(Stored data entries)
----

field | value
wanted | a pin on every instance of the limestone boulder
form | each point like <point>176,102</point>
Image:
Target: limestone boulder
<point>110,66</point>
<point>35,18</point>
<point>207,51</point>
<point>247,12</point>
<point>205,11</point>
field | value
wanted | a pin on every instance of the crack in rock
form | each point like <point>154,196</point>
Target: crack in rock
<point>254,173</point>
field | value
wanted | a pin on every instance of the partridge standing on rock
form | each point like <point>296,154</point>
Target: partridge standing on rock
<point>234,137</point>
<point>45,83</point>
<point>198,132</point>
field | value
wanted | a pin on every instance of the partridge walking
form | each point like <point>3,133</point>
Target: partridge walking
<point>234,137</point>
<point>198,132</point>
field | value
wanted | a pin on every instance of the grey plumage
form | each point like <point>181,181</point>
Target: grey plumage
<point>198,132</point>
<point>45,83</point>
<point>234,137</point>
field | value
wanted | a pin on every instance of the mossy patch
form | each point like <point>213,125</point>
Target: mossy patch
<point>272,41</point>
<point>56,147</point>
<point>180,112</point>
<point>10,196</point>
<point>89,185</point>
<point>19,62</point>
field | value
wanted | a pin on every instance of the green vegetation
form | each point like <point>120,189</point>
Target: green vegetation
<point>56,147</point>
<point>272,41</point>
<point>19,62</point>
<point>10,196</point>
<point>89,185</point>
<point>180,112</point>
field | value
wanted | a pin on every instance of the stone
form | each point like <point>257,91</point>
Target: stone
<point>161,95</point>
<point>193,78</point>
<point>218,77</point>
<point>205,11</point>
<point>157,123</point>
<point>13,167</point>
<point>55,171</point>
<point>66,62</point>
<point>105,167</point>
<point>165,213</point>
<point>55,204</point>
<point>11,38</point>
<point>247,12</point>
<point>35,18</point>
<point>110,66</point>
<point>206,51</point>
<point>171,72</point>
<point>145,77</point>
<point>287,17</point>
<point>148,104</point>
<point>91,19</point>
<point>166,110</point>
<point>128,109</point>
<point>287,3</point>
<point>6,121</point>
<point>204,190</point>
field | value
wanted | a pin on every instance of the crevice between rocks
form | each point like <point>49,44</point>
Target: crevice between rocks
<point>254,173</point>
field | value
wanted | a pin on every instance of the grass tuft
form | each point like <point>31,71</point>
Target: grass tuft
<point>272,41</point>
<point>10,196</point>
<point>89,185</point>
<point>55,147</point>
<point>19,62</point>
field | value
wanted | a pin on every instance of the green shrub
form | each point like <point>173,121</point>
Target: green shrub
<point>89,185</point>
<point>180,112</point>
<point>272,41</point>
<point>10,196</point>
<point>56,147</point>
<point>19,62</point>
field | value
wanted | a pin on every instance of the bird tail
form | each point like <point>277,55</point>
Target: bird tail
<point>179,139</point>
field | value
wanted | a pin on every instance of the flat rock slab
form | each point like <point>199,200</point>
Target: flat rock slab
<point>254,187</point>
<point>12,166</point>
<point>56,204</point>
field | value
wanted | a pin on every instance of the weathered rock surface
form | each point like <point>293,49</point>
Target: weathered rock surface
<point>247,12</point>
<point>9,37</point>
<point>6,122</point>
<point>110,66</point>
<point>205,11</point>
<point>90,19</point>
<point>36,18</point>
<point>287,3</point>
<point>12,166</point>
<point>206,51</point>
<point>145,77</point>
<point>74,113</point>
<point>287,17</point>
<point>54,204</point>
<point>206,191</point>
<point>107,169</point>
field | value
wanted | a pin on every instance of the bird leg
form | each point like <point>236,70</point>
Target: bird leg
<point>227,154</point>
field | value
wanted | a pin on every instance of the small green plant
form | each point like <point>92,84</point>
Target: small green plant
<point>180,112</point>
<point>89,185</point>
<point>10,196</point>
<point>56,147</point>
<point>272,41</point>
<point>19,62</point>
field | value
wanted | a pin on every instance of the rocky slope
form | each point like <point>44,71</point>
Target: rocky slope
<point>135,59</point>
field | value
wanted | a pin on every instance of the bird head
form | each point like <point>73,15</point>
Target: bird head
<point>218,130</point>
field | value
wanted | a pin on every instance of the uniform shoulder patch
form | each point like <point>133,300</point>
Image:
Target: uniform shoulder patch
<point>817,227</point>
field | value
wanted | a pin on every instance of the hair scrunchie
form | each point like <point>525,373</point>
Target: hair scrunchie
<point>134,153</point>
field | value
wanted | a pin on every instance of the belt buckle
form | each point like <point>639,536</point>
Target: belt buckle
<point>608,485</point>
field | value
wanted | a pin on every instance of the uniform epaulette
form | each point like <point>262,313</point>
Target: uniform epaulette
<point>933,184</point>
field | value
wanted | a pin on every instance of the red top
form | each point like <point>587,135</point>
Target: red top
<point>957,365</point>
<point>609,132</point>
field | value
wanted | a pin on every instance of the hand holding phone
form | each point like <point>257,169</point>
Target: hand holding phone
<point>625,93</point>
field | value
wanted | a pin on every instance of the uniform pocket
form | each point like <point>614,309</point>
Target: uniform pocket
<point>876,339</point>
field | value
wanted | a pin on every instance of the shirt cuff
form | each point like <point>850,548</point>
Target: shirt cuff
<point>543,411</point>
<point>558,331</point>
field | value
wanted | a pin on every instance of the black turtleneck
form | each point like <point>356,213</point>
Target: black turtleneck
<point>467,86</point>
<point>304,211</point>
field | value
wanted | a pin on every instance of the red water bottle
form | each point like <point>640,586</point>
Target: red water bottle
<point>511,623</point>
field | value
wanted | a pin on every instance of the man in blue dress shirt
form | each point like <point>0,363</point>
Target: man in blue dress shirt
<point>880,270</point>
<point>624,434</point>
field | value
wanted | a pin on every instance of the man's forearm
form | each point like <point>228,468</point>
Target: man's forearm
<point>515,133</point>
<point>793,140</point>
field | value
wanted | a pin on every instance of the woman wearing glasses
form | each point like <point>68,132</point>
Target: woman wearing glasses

----

* Activity
The data is to be reproduced in full, every line intact.

* Expected answer
field | value
wanted | a pin on every instance of the limestone boulder
form | each point like <point>176,102</point>
Image:
Target: limestone boulder
<point>110,66</point>
<point>35,18</point>
<point>207,51</point>
<point>247,12</point>
<point>205,11</point>
field | value
wanted | a pin on every instance of the crack in rock
form | each point like <point>154,196</point>
Target: crack in rock
<point>254,173</point>
field | value
wanted | a pin on every instance of the partridge standing on rock
form | each point like <point>296,154</point>
Target: partridge standing on rock
<point>234,137</point>
<point>45,83</point>
<point>198,132</point>
field | value
wanted | a pin on every instance of the partridge walking
form | each point like <point>3,133</point>
Target: partridge walking
<point>234,137</point>
<point>198,132</point>
field | value
wanted | a pin on every instance of the grey plumage
form | each point like <point>181,181</point>
Target: grey plumage
<point>198,132</point>
<point>45,83</point>
<point>234,137</point>
field | value
wanted | a pin on every instance of the mossy patch
form | each point like <point>213,125</point>
Target: mossy patch
<point>272,41</point>
<point>56,147</point>
<point>180,112</point>
<point>10,196</point>
<point>89,185</point>
<point>19,62</point>
field | value
wanted | a pin on every instance of the green vegetation
form | each point like <point>120,189</point>
Target: green vegetation
<point>56,147</point>
<point>272,41</point>
<point>19,62</point>
<point>10,196</point>
<point>89,185</point>
<point>180,112</point>
field | value
wanted | a pin on every instance of the stone
form | each point like <point>257,91</point>
Target: stone
<point>161,95</point>
<point>193,78</point>
<point>218,77</point>
<point>205,11</point>
<point>157,123</point>
<point>13,167</point>
<point>55,171</point>
<point>66,62</point>
<point>105,167</point>
<point>165,213</point>
<point>55,204</point>
<point>11,38</point>
<point>247,12</point>
<point>35,18</point>
<point>110,66</point>
<point>206,51</point>
<point>171,72</point>
<point>145,77</point>
<point>287,17</point>
<point>148,104</point>
<point>91,19</point>
<point>166,110</point>
<point>128,109</point>
<point>287,3</point>
<point>6,121</point>
<point>204,190</point>
field | value
wanted | a pin on every instance of the crevice between rocks
form | each point like <point>49,44</point>
Target: crevice between rocks
<point>254,173</point>
field | value
wanted | a pin on every instance of the grass tuft
form | each point like <point>31,71</point>
Target: grass tuft
<point>272,41</point>
<point>10,196</point>
<point>89,185</point>
<point>55,147</point>
<point>19,62</point>
field | value
wanted | a pin on every instance of the green shrub
form | each point like <point>173,121</point>
Target: green shrub
<point>89,185</point>
<point>180,112</point>
<point>272,41</point>
<point>10,196</point>
<point>56,147</point>
<point>19,62</point>
field | value
wanted | a pin on every instance of the bird tail
form | each point like <point>277,55</point>
Target: bird tail
<point>179,139</point>
field | value
wanted | a pin on every instance of the flat rock slab
form | each point like <point>199,200</point>
Target: flat rock slab
<point>254,187</point>
<point>12,166</point>
<point>56,204</point>
field | value
wanted | a pin on every instance of the weathered rock surface
form | each point like <point>293,49</point>
Target: weathered rock surface
<point>247,12</point>
<point>9,37</point>
<point>6,122</point>
<point>110,66</point>
<point>205,11</point>
<point>90,19</point>
<point>36,18</point>
<point>287,3</point>
<point>12,166</point>
<point>206,51</point>
<point>145,77</point>
<point>74,113</point>
<point>287,17</point>
<point>54,204</point>
<point>206,191</point>
<point>107,169</point>
field | value
wanted | a pin on every instance of the bird leg
form | each point like <point>236,70</point>
Target: bird leg
<point>227,154</point>
field | value
wanted | a pin on every instance of the small green plant
form | each point like <point>92,84</point>
Target: small green plant
<point>180,112</point>
<point>89,185</point>
<point>10,196</point>
<point>56,147</point>
<point>272,41</point>
<point>19,62</point>
field | value
wanted | a pin on every instance of the rocky slope
form | each point like <point>44,71</point>
Target: rocky slope
<point>135,59</point>
field | value
wanted | a pin on every instance of the bird head
form | each point like <point>73,15</point>
Target: bird head
<point>218,130</point>
field | value
wanted | a pin on every instance of the uniform shoulder patch
form | each point like <point>133,300</point>
Image:
Target: uniform shoulder patch
<point>817,227</point>
field | value
wanted | a pin on every instance of the hair scrunchie
form | each point like <point>525,373</point>
Target: hair scrunchie
<point>134,153</point>
field | value
wanted | a pin on every instance of the belt buckle
form | each point like <point>639,536</point>
Target: belt buckle
<point>608,485</point>
field | value
wanted | a pin on every instance of the uniform epaulette
form | each point like <point>262,313</point>
Target: uniform epaulette
<point>933,184</point>
field | value
wanted | a pin on every instance of the red top
form | each point like <point>587,135</point>
Target: red top
<point>957,365</point>
<point>609,132</point>
field | value
wanted | a pin on every instance of the hand holding phone
form | each point like <point>257,169</point>
Target: hand holding phone
<point>625,93</point>
field | value
wanted | a pin on every instance of the uniform pocket
form | each point like <point>614,309</point>
Target: uniform pocket
<point>876,339</point>
field | value
wanted | a pin on every instance of the shirt cuff
form | each point like <point>850,548</point>
Target: shirt cuff
<point>543,411</point>
<point>558,331</point>
field | value
wanted | a pin on every instance of the black turtleneck
form | each point like <point>356,213</point>
Target: black turtleneck
<point>467,86</point>
<point>304,211</point>
field | value
wanted | a pin on every instance of the red water bottle
form | each point like <point>640,586</point>
Target: red water bottle
<point>511,623</point>
field | value
wanted | a pin on every instance of the man in blue dress shirt
form | each point like <point>0,363</point>
Target: man in blue dress shirt
<point>880,270</point>
<point>624,434</point>
field | value
wanted | a pin on every instance of the man's forearm
form | each point like <point>228,468</point>
Target: man's forearm
<point>515,133</point>
<point>793,140</point>
field | value
wanted | a pin on every instance of the woman wearing glasses
form | each point like <point>68,132</point>
Target: woman wearing glasses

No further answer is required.